The Web was almost called "The Mesh"

WWW creator reveals his other name choices for the Web, and talks kittens and Edward Snowden

Technology trends and news by Faith Merino
March 12, 2014
Short URL: http://vator.tv/n/359d

The World Wide Web was almost called The Mesh. Or Mine of Information. Or The Information Mine.

That’s according to a Reddit AMA with Web creator Sir Tim Berners-Lee on Wednesday afternoon. Today is the 25th anniversary of the day Berners-Lee (who is only 58—for some reason I was expecting him to be like, 80) wrote a paper proposing an information management system that ended up becoming the framework for the World Wide Web. He released the code for this system for free on Christmas Day 1990.

The Internet and the Web are not the same thing (*tiny, barely audible “poof” sound as all the heads in the universe explode at once*). The Internet consists of rules (protocols) that allow computer networks to communicate with one another. The Web, meanwhile, is a service that uses that network to access files and pages that are hosted on other computers.

By 1995, 14% of U.S. adults were using the Internet. Five years later, that number more than tripled to 46% of U.S. adults. I was surprised to learn that by 2005, only 66% of American adults were using the Internet. Only 66%! Amazon had been around for 13 years by then and one in three people didn’t have access to it. And that was just one year after the founding of Facebook, which still managed to go viral.

Today, 87% of American adults are using the Internet, but adoption reaches near saturation levels among those living in higher income households, younger users, and those with college degrees (99%, 97%, and 99% respectively). And many people today admit to being more dependent on the Internet than their cellphone. 

Berners-Lee explained in his AMA chat that he decided on the name World Wide Web (thereby creating the bane of public radio hosts who have to garble out “double-yoo, double-yoo, double-yoo”) because he could start global variable names with a ‘W’ and not have them clash with those of others. Plus, none of the others had a nice enough ring.

Some other highlights from the interview include a question about the one thing Berners-Lee never thought the Web would be used for, but has since become a dominant force. His one-word answer: “Kittens.” That said, he later admits to having posted pictures of his dog on the Web.

When asked about whether he views Edward Snowden as a hero or villain, Berners-Lee had this to say:

“Because he ✓ had no other alternative ✓ engaged as a journalist/with a journalist to be careful of how [and] what was released, and ✓ provided an important net overall benefit to the world, I think he should be protected, and we should have ways of protecting people like him. Because we can try to design perfect systems of government, and they will never be perfect, and when they fail, then the whistleblower may be all that saves society.”

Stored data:

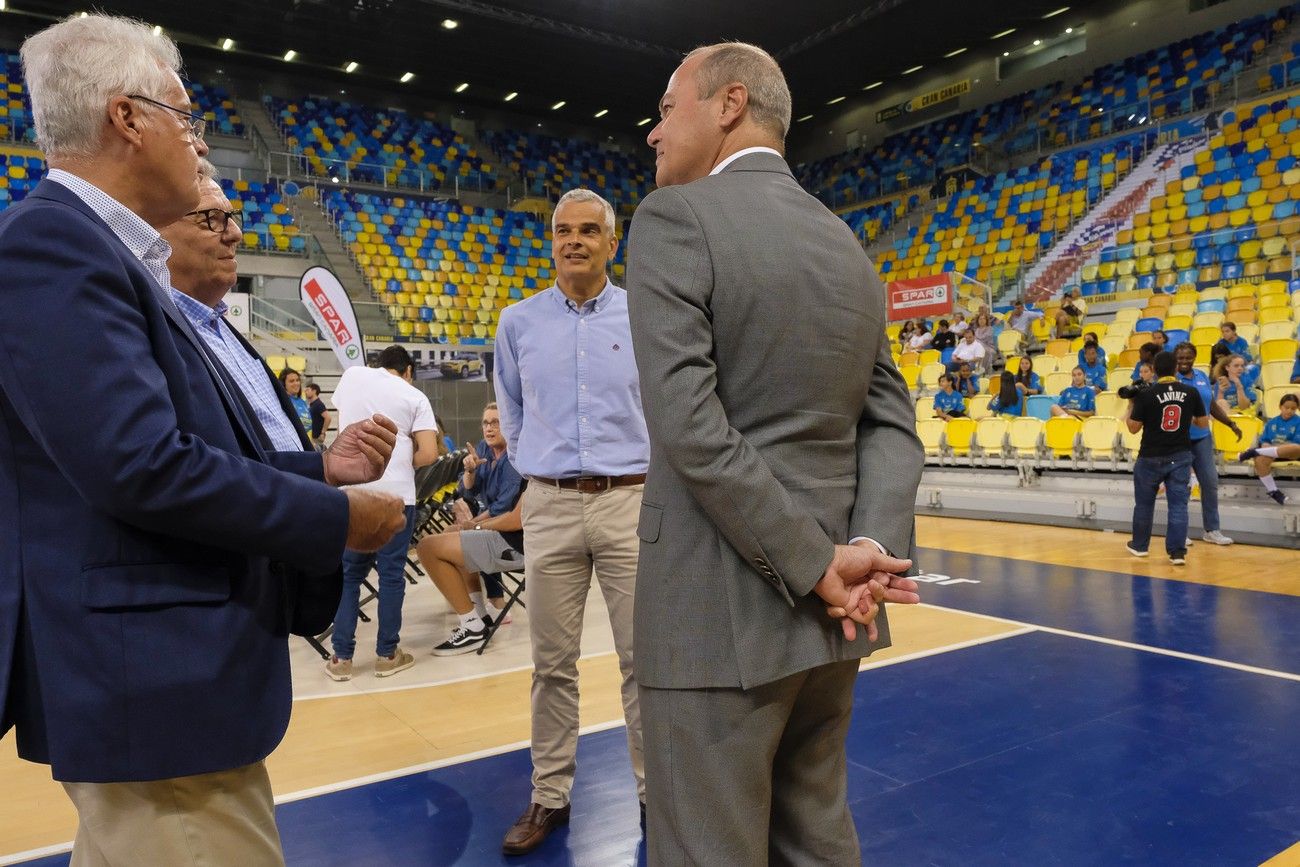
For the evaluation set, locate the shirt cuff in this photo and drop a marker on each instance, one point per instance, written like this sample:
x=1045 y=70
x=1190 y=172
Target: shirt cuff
x=867 y=538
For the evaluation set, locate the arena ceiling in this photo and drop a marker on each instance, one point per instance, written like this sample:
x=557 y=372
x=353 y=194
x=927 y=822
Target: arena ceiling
x=592 y=55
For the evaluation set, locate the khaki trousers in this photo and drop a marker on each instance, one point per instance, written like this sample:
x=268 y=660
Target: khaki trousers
x=203 y=820
x=566 y=536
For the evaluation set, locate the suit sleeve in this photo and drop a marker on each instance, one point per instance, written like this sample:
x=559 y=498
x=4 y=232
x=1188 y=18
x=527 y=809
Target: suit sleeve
x=889 y=456
x=76 y=300
x=670 y=289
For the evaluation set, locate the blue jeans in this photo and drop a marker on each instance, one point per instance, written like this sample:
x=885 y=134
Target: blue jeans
x=1207 y=475
x=1175 y=472
x=390 y=562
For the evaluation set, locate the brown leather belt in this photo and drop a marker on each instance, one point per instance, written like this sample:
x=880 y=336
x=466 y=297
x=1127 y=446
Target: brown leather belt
x=592 y=484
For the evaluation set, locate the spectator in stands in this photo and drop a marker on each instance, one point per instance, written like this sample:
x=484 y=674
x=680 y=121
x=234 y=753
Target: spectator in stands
x=1026 y=380
x=1231 y=386
x=967 y=384
x=1165 y=415
x=1279 y=441
x=1204 y=465
x=577 y=433
x=363 y=391
x=486 y=537
x=293 y=382
x=1008 y=401
x=948 y=402
x=1093 y=368
x=320 y=415
x=1078 y=399
x=1231 y=342
x=944 y=337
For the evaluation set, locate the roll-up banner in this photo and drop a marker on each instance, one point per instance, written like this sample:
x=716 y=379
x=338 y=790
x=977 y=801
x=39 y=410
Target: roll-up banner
x=330 y=307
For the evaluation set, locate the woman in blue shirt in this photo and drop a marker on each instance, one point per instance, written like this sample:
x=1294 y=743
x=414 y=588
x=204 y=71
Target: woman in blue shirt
x=1009 y=401
x=293 y=382
x=1078 y=401
x=1279 y=441
x=1233 y=388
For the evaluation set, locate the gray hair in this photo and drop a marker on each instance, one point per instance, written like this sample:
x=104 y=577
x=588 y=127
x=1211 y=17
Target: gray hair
x=583 y=194
x=73 y=68
x=737 y=61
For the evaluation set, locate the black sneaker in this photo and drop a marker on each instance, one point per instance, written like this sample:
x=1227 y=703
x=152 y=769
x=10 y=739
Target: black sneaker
x=463 y=641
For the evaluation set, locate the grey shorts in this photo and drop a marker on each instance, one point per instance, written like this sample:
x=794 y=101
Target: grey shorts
x=489 y=551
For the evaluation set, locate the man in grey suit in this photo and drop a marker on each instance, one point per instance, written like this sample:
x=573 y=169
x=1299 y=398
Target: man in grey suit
x=784 y=467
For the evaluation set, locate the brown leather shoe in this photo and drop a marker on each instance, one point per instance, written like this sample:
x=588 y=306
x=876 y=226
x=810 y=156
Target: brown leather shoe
x=532 y=828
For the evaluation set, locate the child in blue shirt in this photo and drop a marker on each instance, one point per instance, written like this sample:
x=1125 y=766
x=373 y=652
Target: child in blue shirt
x=948 y=403
x=1079 y=399
x=1279 y=441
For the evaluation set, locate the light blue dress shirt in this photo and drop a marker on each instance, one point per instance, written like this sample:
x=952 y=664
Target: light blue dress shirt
x=567 y=386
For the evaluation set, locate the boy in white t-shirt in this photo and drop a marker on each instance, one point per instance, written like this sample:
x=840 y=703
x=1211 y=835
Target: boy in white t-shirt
x=360 y=393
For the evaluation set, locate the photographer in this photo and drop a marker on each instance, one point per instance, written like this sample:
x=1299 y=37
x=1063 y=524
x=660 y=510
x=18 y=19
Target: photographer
x=1165 y=414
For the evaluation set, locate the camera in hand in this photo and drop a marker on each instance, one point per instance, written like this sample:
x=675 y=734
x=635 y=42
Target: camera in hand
x=1130 y=391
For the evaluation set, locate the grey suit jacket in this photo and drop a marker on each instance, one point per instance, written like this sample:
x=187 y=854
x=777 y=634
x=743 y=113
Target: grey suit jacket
x=779 y=427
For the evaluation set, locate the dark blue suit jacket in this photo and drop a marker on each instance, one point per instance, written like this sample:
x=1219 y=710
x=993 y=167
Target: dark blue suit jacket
x=147 y=533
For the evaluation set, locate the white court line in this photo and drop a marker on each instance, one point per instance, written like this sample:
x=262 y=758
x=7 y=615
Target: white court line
x=1130 y=645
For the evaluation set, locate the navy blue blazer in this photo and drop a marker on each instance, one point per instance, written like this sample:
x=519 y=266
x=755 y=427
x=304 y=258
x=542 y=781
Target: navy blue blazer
x=147 y=533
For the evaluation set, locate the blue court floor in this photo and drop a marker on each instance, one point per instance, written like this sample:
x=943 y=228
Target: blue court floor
x=1036 y=749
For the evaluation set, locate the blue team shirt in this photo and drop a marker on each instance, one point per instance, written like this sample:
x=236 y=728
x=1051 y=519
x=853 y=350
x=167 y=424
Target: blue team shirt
x=1201 y=382
x=1080 y=399
x=949 y=402
x=1281 y=430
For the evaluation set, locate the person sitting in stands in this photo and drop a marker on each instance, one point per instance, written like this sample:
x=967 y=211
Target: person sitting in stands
x=1079 y=399
x=1026 y=380
x=948 y=402
x=1093 y=368
x=1279 y=441
x=967 y=384
x=944 y=337
x=1233 y=388
x=1009 y=401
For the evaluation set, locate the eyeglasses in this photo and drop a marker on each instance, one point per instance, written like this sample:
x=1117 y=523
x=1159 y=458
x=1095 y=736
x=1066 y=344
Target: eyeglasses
x=216 y=220
x=196 y=121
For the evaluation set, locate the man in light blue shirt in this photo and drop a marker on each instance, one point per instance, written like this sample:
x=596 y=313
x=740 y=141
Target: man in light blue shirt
x=570 y=404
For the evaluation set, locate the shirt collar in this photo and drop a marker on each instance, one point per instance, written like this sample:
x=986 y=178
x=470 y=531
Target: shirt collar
x=141 y=238
x=594 y=306
x=744 y=152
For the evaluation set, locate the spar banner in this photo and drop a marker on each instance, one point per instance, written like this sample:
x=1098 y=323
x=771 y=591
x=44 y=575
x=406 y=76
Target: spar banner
x=924 y=100
x=921 y=297
x=332 y=310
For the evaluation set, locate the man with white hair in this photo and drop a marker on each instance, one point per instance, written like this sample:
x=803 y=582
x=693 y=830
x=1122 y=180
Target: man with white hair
x=784 y=468
x=152 y=563
x=571 y=414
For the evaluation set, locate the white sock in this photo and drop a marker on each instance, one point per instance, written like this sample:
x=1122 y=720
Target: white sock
x=477 y=599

What you are asked to do
Answer these questions using the article about the Web's name.
(a) On what day did Berners-Lee release the code for his system for free?
(b) By 2005, what percentage of American adults were using the Internet?
(c) What was Berners-Lee's one-word answer about the thing he never thought the Web would be used for?

Written reply
(a) Christmas Day 1990
(b) 66%
(c) "Kittens."